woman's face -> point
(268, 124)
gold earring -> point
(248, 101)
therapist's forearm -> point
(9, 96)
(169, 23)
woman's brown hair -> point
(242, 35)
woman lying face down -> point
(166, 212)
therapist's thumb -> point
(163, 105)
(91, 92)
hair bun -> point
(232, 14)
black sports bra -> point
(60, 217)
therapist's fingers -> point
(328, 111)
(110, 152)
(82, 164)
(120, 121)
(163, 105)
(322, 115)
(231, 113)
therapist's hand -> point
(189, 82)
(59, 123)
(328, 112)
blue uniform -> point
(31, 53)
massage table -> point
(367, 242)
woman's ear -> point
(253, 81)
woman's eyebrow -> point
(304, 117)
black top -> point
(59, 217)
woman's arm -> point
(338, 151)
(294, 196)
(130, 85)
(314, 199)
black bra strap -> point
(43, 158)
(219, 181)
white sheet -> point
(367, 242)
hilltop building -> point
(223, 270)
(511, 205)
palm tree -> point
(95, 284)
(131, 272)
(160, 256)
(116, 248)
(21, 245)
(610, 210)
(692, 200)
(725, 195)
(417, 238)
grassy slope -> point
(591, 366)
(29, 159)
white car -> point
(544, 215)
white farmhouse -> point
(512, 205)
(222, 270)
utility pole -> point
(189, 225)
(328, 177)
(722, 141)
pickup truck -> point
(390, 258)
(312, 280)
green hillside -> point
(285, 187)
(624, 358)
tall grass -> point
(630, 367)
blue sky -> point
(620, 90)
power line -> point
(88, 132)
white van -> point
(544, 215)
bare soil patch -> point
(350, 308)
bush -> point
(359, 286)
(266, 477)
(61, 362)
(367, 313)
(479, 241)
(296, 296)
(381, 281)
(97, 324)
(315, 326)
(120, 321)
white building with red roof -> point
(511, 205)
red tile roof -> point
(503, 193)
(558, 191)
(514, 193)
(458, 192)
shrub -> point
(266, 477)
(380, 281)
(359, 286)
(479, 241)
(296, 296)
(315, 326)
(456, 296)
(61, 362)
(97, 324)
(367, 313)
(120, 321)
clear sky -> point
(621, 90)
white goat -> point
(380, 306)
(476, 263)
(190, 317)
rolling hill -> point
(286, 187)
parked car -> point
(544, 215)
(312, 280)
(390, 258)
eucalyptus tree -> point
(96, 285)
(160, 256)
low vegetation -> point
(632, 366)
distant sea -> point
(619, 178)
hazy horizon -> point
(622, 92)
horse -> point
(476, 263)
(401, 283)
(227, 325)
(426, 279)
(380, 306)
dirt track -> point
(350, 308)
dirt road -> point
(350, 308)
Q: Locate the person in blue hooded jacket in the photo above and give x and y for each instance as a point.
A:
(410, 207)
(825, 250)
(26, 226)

——

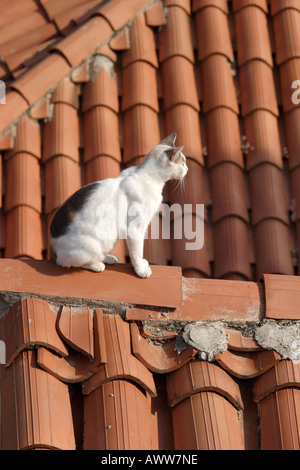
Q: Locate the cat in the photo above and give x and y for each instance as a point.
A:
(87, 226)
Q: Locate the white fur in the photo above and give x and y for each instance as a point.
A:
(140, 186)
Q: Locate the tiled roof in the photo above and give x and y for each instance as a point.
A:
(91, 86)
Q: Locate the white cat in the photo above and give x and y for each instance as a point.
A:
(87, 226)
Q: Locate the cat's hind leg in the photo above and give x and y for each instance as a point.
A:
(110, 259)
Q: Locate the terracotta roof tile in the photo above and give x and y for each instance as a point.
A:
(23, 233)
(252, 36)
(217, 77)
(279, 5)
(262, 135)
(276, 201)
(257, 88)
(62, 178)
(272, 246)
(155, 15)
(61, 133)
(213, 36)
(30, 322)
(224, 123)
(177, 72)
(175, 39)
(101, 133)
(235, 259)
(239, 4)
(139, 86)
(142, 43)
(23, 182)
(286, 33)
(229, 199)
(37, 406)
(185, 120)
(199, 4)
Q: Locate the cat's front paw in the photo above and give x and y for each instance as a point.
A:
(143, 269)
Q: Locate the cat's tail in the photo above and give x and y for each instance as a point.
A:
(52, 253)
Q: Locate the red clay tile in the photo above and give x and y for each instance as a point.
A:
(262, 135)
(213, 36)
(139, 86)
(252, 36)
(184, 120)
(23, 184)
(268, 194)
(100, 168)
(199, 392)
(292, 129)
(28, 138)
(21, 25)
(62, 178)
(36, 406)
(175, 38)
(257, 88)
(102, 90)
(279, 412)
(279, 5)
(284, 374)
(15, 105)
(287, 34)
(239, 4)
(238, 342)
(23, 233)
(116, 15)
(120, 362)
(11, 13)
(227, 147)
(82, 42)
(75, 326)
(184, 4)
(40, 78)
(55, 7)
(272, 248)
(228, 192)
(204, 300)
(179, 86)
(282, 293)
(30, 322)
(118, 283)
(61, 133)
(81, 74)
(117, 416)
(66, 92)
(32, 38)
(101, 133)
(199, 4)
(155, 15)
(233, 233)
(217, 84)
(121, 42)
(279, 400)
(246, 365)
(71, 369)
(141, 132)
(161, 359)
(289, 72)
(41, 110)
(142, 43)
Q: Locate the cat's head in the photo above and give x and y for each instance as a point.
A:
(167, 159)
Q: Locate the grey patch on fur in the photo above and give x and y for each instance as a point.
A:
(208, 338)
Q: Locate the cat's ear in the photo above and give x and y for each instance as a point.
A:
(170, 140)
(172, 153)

——

** TASK DESCRIPTION **
Please pull out every line in the rows above that contains the word "therapist" and copy each one unchanged.

** FINISHED EXERCISE **
therapist's forearm -> point
therapist's thumb -> point
therapist's fingers -> point
therapist's hand -> point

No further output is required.